South Dakota Mines International Collaboration with German Institutions Thrives Despite Spring Travel Restrictions
Megan Snyder developed a unique routine during the Spring 2021 semester. She woke up at midnight every evening for two weeks and traveled to the South Dakota Mines campus to join an eight hour Zoom call with a team industrial chemistry and chemical engineering students in Germany.
Snyder was on one of seven collaborative teams engaged in a hands-on chemical process design project as part of a longstanding relationship between the Technical University of Darmstadt, Provadis School of International Management and Technology, and South Dakota Mines.
In a normal year, Mines students like Snyder would have an opportunity to travel to Germany to take part in hands-on learning inside a German university and manufacturing plant. In future years in-person learning will continue. But for Snyder the opportunity to work virtually is still very rewarding.
“Even though we could not travel, I still wanted to interact with an international team of engineers,” says Snyder. “I was very impressed with the German students and engineers who could switch to English mid-sentence when I entered the room and continue to communicate complex engineering concepts in a second language.”
Snyder has now graduated and is working for Kimberly-Clark. The company has multiple ongoing international projects, and this experience gave her insight into working as an engineer in the global marketplace. “When working on an international team in real life you won't be able to jump on a plane for every issue, very often you will be collaborating on Zoom, and this class gave me tools to overcome challenges.”
This international experience is a capstone senior design course for chemical engineering students at Mines. “These students have gone above and beyond, getting up in the middle of the night, to take part in this very intensive program,” says Travis Walker, Ph.D., assistant professor in the Department of Chemical and Biological Engineering at Mines. “They believe so much in this international experience they chose to do this even though they did not get a chance to travel this year.”

§ **Data shown**
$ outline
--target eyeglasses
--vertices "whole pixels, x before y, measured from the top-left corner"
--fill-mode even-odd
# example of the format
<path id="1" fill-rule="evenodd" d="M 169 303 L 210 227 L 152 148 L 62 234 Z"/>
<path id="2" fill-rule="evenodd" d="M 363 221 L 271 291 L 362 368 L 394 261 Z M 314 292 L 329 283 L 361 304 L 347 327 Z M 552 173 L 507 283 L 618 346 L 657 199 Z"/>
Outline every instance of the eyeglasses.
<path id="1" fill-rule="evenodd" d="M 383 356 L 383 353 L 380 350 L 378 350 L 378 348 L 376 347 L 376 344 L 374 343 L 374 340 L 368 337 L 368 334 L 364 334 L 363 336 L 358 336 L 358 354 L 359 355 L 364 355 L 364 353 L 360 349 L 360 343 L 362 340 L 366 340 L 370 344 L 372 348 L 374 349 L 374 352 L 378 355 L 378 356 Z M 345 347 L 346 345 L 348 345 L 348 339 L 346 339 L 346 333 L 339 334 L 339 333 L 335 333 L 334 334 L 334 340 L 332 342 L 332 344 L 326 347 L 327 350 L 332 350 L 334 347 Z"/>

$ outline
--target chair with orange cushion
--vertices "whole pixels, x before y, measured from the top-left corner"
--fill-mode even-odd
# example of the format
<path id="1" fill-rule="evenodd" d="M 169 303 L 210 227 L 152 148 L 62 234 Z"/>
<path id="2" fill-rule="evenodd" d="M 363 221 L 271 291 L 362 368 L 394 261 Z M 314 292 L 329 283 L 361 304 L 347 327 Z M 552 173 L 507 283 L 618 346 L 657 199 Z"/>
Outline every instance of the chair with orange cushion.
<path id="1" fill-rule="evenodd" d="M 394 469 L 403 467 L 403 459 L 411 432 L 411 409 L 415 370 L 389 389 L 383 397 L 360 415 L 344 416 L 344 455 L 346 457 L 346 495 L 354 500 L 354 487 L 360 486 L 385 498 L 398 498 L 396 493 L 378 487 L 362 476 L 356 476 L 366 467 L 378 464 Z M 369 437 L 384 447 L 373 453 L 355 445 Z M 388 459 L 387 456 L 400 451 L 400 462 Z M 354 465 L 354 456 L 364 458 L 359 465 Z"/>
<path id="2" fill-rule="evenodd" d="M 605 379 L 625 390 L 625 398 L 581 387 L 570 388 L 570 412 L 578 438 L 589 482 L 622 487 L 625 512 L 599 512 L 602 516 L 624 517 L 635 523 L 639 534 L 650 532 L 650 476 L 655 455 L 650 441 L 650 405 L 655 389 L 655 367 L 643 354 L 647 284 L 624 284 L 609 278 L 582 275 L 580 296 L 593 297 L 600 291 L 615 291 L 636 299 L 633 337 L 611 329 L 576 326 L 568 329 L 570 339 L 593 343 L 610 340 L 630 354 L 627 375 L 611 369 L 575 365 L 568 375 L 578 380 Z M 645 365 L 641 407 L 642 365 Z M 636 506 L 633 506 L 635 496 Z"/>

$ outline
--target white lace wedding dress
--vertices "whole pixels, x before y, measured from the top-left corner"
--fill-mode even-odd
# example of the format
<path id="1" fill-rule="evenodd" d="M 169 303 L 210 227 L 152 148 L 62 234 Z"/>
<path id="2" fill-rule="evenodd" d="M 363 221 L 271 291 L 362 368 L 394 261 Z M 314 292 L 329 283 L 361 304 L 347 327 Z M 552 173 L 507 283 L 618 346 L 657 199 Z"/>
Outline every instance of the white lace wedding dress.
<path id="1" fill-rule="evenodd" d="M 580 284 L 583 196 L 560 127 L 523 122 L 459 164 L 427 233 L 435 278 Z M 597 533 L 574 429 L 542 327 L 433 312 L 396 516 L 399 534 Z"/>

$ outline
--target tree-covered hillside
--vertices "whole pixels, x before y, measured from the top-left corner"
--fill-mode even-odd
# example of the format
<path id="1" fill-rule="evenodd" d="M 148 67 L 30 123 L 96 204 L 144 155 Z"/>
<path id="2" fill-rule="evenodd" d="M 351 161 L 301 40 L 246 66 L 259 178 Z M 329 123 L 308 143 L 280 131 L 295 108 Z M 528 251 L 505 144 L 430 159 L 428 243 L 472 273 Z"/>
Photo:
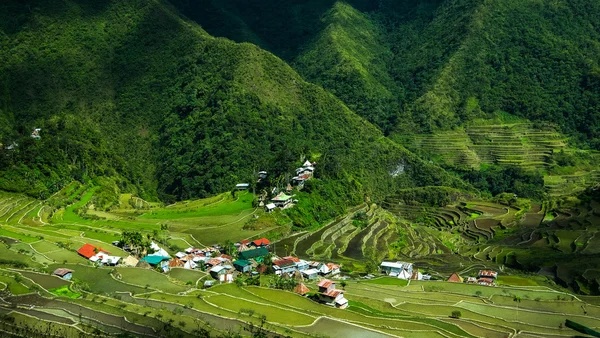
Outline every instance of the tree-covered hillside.
<path id="1" fill-rule="evenodd" d="M 301 156 L 318 162 L 313 190 L 328 196 L 317 214 L 396 188 L 464 186 L 276 56 L 213 38 L 169 3 L 9 1 L 1 13 L 1 189 L 45 197 L 107 176 L 186 199 L 260 169 L 291 174 Z"/>
<path id="2" fill-rule="evenodd" d="M 503 111 L 600 149 L 600 127 L 589 123 L 600 117 L 598 2 L 176 3 L 216 35 L 294 60 L 386 132 L 448 130 Z M 229 30 L 226 17 L 244 28 Z"/>

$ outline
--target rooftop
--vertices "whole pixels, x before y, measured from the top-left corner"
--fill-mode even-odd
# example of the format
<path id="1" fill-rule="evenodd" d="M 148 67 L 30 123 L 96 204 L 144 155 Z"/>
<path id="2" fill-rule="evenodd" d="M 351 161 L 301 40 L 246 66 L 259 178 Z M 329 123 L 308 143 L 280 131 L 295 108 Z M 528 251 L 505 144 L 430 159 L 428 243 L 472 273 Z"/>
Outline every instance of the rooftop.
<path id="1" fill-rule="evenodd" d="M 328 288 L 332 284 L 335 284 L 335 282 L 330 281 L 329 279 L 323 279 L 322 281 L 319 282 L 319 287 L 320 288 Z"/>
<path id="2" fill-rule="evenodd" d="M 54 270 L 53 274 L 60 276 L 60 277 L 64 277 L 66 274 L 68 273 L 72 273 L 73 270 L 69 270 L 67 268 L 58 268 L 56 270 Z"/>

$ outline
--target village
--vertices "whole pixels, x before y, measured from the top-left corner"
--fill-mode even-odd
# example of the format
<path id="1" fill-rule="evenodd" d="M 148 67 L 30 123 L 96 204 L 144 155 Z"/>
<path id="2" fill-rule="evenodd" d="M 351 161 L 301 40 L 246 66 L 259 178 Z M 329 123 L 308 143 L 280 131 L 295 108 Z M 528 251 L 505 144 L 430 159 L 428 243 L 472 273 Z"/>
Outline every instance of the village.
<path id="1" fill-rule="evenodd" d="M 126 251 L 132 251 L 130 247 L 115 242 Z M 207 279 L 203 283 L 204 288 L 209 288 L 215 284 L 233 283 L 236 279 L 242 277 L 253 277 L 258 275 L 273 275 L 283 279 L 293 279 L 295 287 L 293 292 L 306 296 L 311 290 L 304 284 L 304 281 L 318 282 L 318 290 L 313 293 L 312 299 L 323 304 L 336 308 L 344 309 L 348 306 L 348 300 L 344 297 L 344 290 L 336 288 L 336 281 L 349 279 L 349 276 L 342 276 L 341 266 L 332 262 L 307 261 L 295 256 L 279 257 L 271 252 L 271 243 L 266 238 L 257 240 L 240 240 L 234 244 L 235 256 L 225 253 L 226 248 L 220 246 L 211 246 L 206 248 L 187 248 L 185 251 L 177 252 L 175 257 L 152 242 L 150 245 L 151 253 L 147 253 L 143 258 L 137 259 L 134 255 L 126 258 L 112 256 L 108 250 L 95 247 L 91 244 L 83 245 L 77 253 L 87 258 L 97 266 L 124 266 L 154 269 L 163 273 L 169 272 L 173 268 L 183 268 L 188 270 L 199 269 L 208 272 L 212 279 Z M 413 263 L 407 262 L 389 262 L 384 261 L 379 266 L 380 275 L 397 278 L 401 280 L 431 280 L 431 275 L 422 274 Z M 54 275 L 66 280 L 71 280 L 73 271 L 66 268 L 58 268 L 53 272 Z M 367 274 L 363 278 L 370 279 L 376 277 Z M 496 286 L 495 280 L 498 273 L 491 270 L 480 270 L 477 276 L 464 279 L 458 273 L 453 273 L 447 279 L 453 283 L 469 283 L 485 286 Z"/>
<path id="2" fill-rule="evenodd" d="M 265 212 L 271 213 L 275 209 L 286 209 L 293 207 L 297 203 L 291 195 L 294 188 L 302 189 L 307 180 L 313 178 L 316 163 L 310 161 L 296 169 L 294 176 L 287 184 L 286 191 L 277 191 L 273 188 L 271 193 L 274 196 L 270 200 L 262 195 L 259 207 L 263 207 Z M 267 179 L 267 172 L 258 172 L 257 183 L 264 182 Z M 250 184 L 237 184 L 235 190 L 248 190 Z M 344 309 L 348 306 L 348 300 L 344 297 L 344 290 L 336 288 L 335 280 L 350 279 L 350 276 L 343 276 L 340 264 L 333 262 L 320 262 L 304 260 L 295 256 L 280 257 L 273 253 L 271 242 L 267 238 L 255 240 L 242 239 L 233 243 L 231 247 L 221 245 L 212 245 L 204 248 L 189 247 L 183 251 L 176 252 L 173 256 L 151 241 L 147 248 L 139 248 L 135 245 L 141 239 L 132 239 L 132 236 L 138 234 L 125 233 L 126 239 L 112 242 L 112 245 L 119 249 L 129 252 L 127 257 L 111 255 L 110 250 L 86 243 L 77 250 L 77 253 L 88 259 L 96 266 L 106 267 L 136 267 L 142 269 L 153 269 L 161 273 L 168 273 L 171 269 L 200 270 L 206 272 L 210 278 L 202 283 L 204 288 L 210 288 L 216 284 L 234 283 L 248 277 L 263 275 L 272 275 L 277 278 L 293 280 L 293 292 L 307 296 L 311 299 L 327 304 L 336 308 Z M 379 272 L 382 276 L 397 278 L 400 280 L 432 280 L 429 274 L 423 274 L 413 263 L 383 261 L 379 265 Z M 66 280 L 73 277 L 73 271 L 67 268 L 58 268 L 54 275 Z M 477 276 L 467 277 L 465 280 L 456 272 L 448 277 L 448 282 L 471 283 L 487 286 L 495 286 L 494 281 L 498 276 L 497 272 L 482 270 Z M 362 276 L 365 279 L 375 278 L 373 274 Z M 311 292 L 305 285 L 305 282 L 317 283 L 318 290 Z M 345 283 L 344 283 L 345 284 Z"/>

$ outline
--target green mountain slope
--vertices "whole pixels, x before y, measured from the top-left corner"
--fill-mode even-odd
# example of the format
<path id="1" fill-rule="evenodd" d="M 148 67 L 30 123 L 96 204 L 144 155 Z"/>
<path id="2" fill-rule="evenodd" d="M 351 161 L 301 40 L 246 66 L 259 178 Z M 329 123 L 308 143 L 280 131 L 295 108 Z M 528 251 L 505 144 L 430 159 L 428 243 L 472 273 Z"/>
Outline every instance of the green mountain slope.
<path id="1" fill-rule="evenodd" d="M 211 3 L 244 34 L 220 24 L 223 14 L 208 15 L 210 6 L 176 3 L 217 35 L 297 60 L 305 78 L 386 132 L 449 130 L 503 111 L 600 148 L 598 124 L 589 123 L 600 117 L 597 2 Z"/>
<path id="2" fill-rule="evenodd" d="M 387 72 L 392 54 L 379 27 L 342 2 L 334 4 L 322 23 L 325 28 L 296 58 L 296 69 L 382 130 L 390 130 L 400 111 L 401 91 Z"/>
<path id="3" fill-rule="evenodd" d="M 457 30 L 456 13 L 468 14 Z M 445 1 L 419 42 L 397 53 L 404 77 L 422 60 L 439 64 L 424 71 L 434 75 L 416 91 L 413 116 L 431 130 L 506 111 L 556 123 L 597 148 L 598 125 L 586 121 L 600 117 L 598 15 L 600 6 L 588 1 Z M 396 35 L 401 42 L 406 36 Z M 450 54 L 441 48 L 456 41 Z"/>
<path id="4" fill-rule="evenodd" d="M 328 206 L 316 213 L 327 217 L 401 187 L 464 187 L 279 58 L 215 39 L 168 3 L 3 6 L 22 25 L 1 40 L 1 136 L 18 144 L 2 150 L 2 189 L 48 196 L 108 176 L 148 198 L 185 199 L 259 169 L 290 174 L 301 156 L 319 163 L 313 191 Z"/>

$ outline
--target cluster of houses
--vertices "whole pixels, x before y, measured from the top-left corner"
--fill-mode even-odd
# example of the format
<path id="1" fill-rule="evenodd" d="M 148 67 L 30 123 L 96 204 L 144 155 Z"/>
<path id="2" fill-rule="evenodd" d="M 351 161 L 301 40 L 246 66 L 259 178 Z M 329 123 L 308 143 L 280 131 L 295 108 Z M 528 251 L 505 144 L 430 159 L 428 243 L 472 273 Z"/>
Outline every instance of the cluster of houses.
<path id="1" fill-rule="evenodd" d="M 448 282 L 496 286 L 497 278 L 498 272 L 492 270 L 479 270 L 477 277 L 467 277 L 466 280 L 463 277 L 461 277 L 458 273 L 454 272 L 450 275 L 450 277 L 448 277 Z"/>
<path id="2" fill-rule="evenodd" d="M 381 272 L 390 277 L 396 277 L 404 280 L 430 280 L 430 275 L 424 275 L 419 269 L 414 269 L 412 263 L 407 262 L 382 262 Z"/>
<path id="3" fill-rule="evenodd" d="M 99 265 L 115 266 L 121 261 L 121 257 L 111 256 L 110 252 L 91 244 L 85 244 L 77 250 L 77 253 Z"/>
<path id="4" fill-rule="evenodd" d="M 291 192 L 294 190 L 294 187 L 302 189 L 302 187 L 304 187 L 304 182 L 313 178 L 315 166 L 316 162 L 304 162 L 301 167 L 296 168 L 296 176 L 292 177 L 292 180 L 287 184 L 285 191 L 278 191 L 277 188 L 273 188 L 271 194 L 275 195 L 275 197 L 271 198 L 270 201 L 267 201 L 266 196 L 261 196 L 259 205 L 264 207 L 266 212 L 272 212 L 277 208 L 286 209 L 292 207 L 294 203 L 297 203 L 298 201 L 293 199 L 294 196 L 291 195 Z M 257 183 L 265 180 L 267 176 L 268 173 L 266 171 L 259 171 Z M 237 190 L 248 190 L 250 184 L 239 183 L 235 188 Z"/>
<path id="5" fill-rule="evenodd" d="M 340 273 L 340 266 L 335 263 L 321 263 L 317 261 L 305 261 L 298 257 L 286 256 L 273 259 L 273 270 L 275 274 L 291 276 L 296 271 L 308 280 L 317 279 L 319 276 L 335 276 Z"/>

§ **Goal of the exercise**
According to the article on the South Dakota Mines collaboration with German schools, how long did each Zoom call Megan Snyder joined last?

§ **Problem solution**
Eight hours.